→ **Texte de lecture**:
Les secrets d'un romancier

 

J'ai 61 ans et j'écris des romans depuis l'âge de 16 ans. Il y a eu trois étapes dans mon apprentissage de romancier : les premiers pas maladroits et beaucoup d'improvisation (1972-1990) ; une approche davantage pensée et travaillée (1991-1998) ; maturation (1999 à aujourd'hui). J'imagine que tout ceci a donné naissance à un style Mario B. Mon plus récent éditeur m'a dit que j'étais un romancier professionnel et cela m'avait fait sourire, d'autant plus qu'il avait ajouté que je savais ce qui plaisait à une maison d'éditions. Encore plus rigolo, car je n'ai jamais, ô grand jamais, écrit une seule ligne en pensant que mon texte serait publié. Quoi qu'il en soit, je ne nie pas que j'ai appris beaucoup de choses à chacune des étapes : 1)- Développer des petits trucs 2)- Me discipliner 3)- J'ai appris ce qu'il ne fallait pas faire.

 

 

PLAN

Écrire un roman, c'est un voyage. Si on ne connaît pas la destination, c'est inutile de prendre la route. La première chose que je dois savoir, c'est la finale (Arrivée à la destination). Je ne suis pas le seul à penser ainsi et j'ai même déjà rencontré un auteur qui écrivait la finale, en premier lieu.  Mes romans ont tous des plans, qui est un peu la carte routière du voyage. Parfois, le plan est rigoureux et à d'autres occasions, ce sont les lignes directrices de chaque chapitre. Je ne déroge jamais du plan que j'ai établi.

→ **Exercice 1**:
D'après le texte sur les secrets d'un romancier, pourquoi l'auteur doit-il connaître la finale avant tout ? Répondez en une à trois phrases.
→ **Exercice 2**:
Recopiez, s'il vous plaît, le passage du texte sur les secrets d'un romancier qui va de « Écrire un roman, c'est » à « que j'ai établi. ».

→ **Bloc de données**:
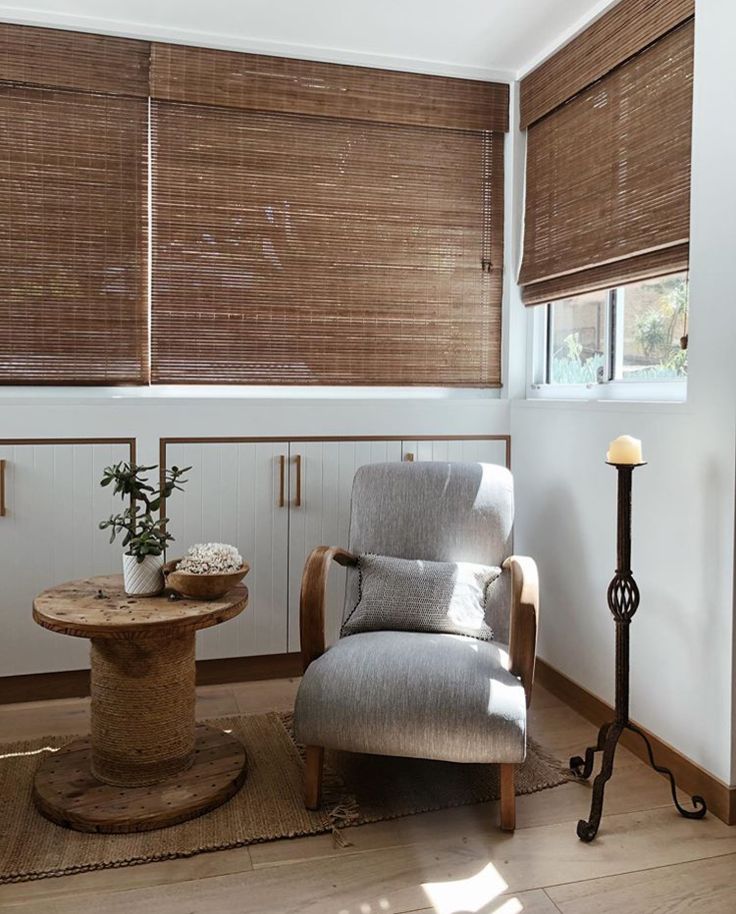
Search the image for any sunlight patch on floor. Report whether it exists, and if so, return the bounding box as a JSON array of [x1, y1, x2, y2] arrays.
[[422, 863, 522, 914]]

→ **Corrigé 1**:
Pour lui, écrire un roman est un voyage, et si l'on ne connaît pas la destination, il est inutile de prendre la route. La finale correspond à l'arrivée à destination : c'est donc la première chose qu'il doit savoir.

→ **Corrigé 2**:
Écrire un roman, c'est un voyage. Si on ne connaît pas la destination, c'est inutile de prendre la route. La première chose que je dois savoir, c'est la finale (Arrivée à la destination). Je ne suis pas le seul à penser ainsi et j'ai même déjà rencontré un auteur qui écrivait la finale, en premier lieu.  Mes romans ont tous des plans, qui est un peu la carte routière du voyage. Parfois, le plan est rigoureux et à d'autres occasions, ce sont les lignes directrices de chaque chapitre. Je ne déroge jamais du plan que j'ai établi.